# EXERCISE
Leave out the pictures and repeat every record exactly.

***

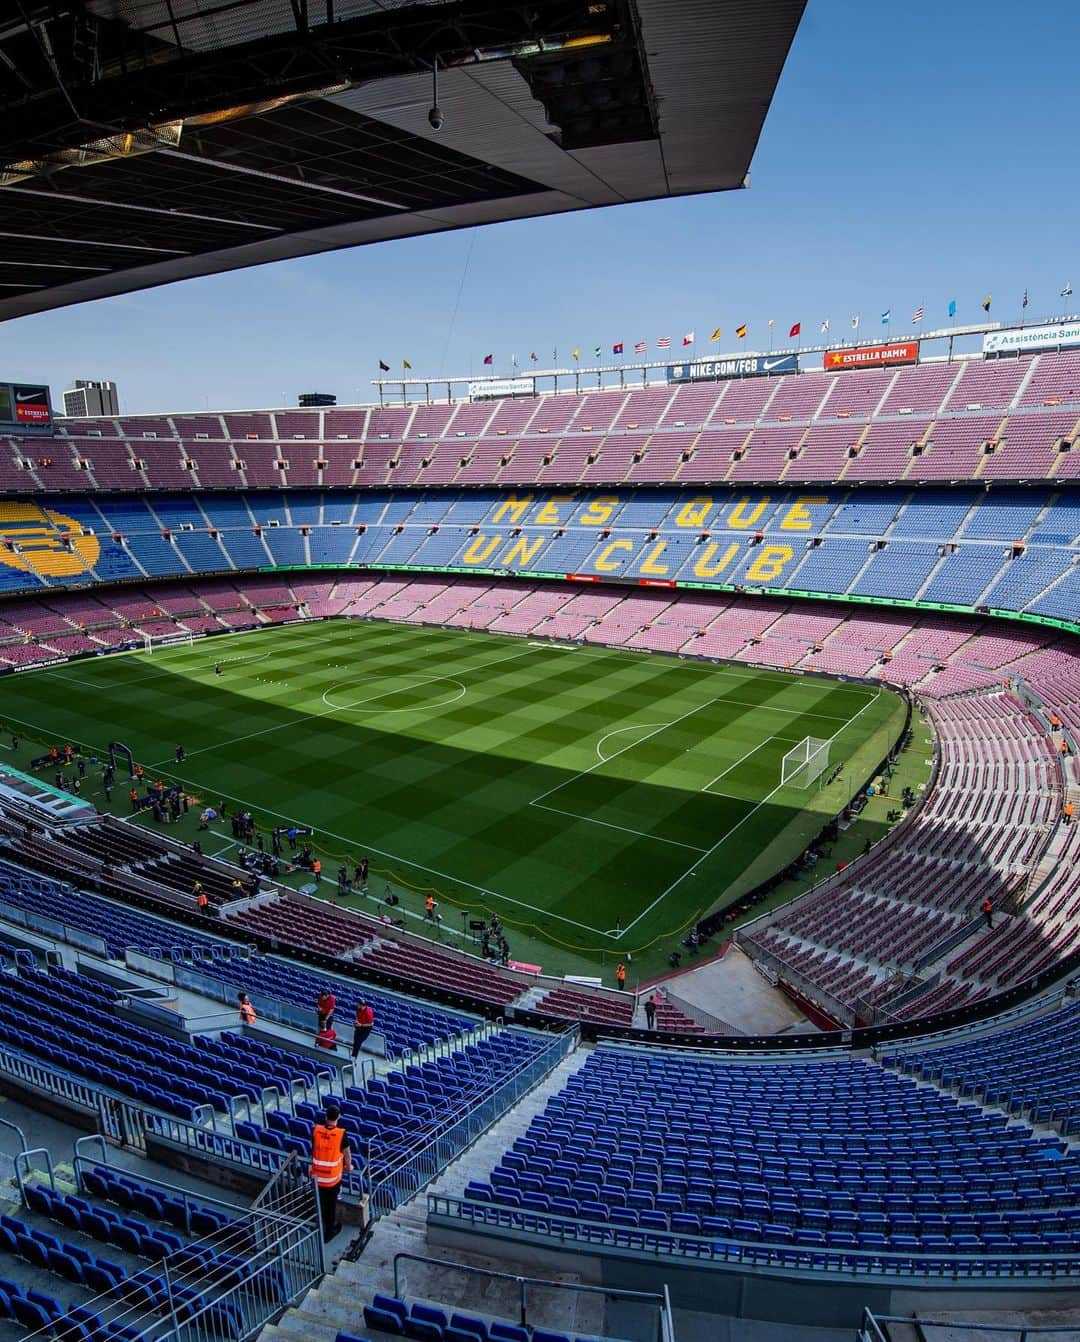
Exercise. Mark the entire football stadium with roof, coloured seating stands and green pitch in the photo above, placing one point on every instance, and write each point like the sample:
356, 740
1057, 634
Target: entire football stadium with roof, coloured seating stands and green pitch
582, 851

***

# OUTPUT BELOW
Exercise. Mark the entire football stadium with roof, coloured seating stands and green pitch in the photo above, placing one point on every instance, and write each point like the sample:
356, 740
1057, 634
Target: entire football stadium with roof, coloured seating stands and green pitch
582, 851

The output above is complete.